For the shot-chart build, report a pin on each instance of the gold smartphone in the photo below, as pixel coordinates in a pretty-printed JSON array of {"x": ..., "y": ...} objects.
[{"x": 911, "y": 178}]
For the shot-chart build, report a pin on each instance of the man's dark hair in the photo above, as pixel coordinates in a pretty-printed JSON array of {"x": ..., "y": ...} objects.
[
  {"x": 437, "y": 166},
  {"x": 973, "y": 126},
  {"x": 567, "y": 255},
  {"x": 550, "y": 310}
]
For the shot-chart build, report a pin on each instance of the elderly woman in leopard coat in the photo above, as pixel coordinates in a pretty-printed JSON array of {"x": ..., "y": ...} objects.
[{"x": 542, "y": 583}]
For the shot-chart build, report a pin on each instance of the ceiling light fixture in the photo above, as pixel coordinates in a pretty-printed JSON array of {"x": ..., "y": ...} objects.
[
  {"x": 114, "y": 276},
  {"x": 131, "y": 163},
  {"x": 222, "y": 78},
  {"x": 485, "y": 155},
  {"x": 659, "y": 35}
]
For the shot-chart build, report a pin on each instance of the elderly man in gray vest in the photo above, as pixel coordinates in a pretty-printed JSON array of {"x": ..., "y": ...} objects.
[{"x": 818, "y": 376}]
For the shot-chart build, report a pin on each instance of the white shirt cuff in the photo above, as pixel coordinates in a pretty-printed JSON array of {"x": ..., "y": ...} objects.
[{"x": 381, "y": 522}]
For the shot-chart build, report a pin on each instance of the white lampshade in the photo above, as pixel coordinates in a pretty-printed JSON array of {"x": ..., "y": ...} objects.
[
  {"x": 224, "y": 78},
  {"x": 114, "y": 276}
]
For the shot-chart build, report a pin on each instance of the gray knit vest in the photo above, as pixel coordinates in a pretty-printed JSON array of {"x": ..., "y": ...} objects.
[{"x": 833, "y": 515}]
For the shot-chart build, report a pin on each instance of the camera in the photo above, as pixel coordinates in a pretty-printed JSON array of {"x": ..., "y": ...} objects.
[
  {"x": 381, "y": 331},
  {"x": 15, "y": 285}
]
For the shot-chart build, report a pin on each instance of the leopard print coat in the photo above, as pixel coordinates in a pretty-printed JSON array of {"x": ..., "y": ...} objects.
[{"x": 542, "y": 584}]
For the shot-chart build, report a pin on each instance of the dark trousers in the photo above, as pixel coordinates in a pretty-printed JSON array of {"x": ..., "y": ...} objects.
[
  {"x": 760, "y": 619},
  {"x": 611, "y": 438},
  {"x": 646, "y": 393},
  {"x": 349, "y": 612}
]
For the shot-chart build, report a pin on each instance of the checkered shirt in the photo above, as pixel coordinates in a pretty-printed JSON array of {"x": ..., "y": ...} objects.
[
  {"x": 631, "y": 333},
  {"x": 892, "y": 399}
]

────────────────────────────────────────

_Exercise prompt:_
Exactly reproduce the lines beginning with the one that contains "the white lampshade" and ending with the last line of the material, both included. Leave out everything else.

_Output:_
For the shot-chart build, report a pin on each instance of the white lampshade in the photo above, as pixel coordinates in a pretty-printed JSON array of {"x": ..., "y": ...} objects.
[
  {"x": 224, "y": 78},
  {"x": 114, "y": 276}
]
For the shot-chart build, report a pin on each instance of the gray knit vest in the photo above, as pixel coordinates in a pretty-printed JSON array of {"x": ..., "y": ...} objects.
[{"x": 833, "y": 515}]
For the shot-chart build, report a pin on each instance of the camera in the photo above, as pixel coordinates in a pretty-printed JSON array of {"x": ..., "y": ...} objects.
[
  {"x": 381, "y": 331},
  {"x": 15, "y": 285}
]
For the shot-chart build, report a pin on each instance of the leopard print coat in the photo above, as pixel coordinates in a pretty-printed JSON array of {"x": ..., "y": ...} objects.
[{"x": 542, "y": 584}]
For the shot-chart build, report a pin on each instance of the dark trousers in the photo above, as pixel coordinates in a pretty-printed JSON array of {"x": ..., "y": ...} objects.
[
  {"x": 760, "y": 619},
  {"x": 611, "y": 438},
  {"x": 646, "y": 393},
  {"x": 349, "y": 612}
]
For the shot-chart build, report a pin on each instance of the checkered shirt in the photo above, as pixel coordinates in a pretty-printed JSON array of {"x": ..., "y": ...} objects.
[
  {"x": 631, "y": 333},
  {"x": 892, "y": 399}
]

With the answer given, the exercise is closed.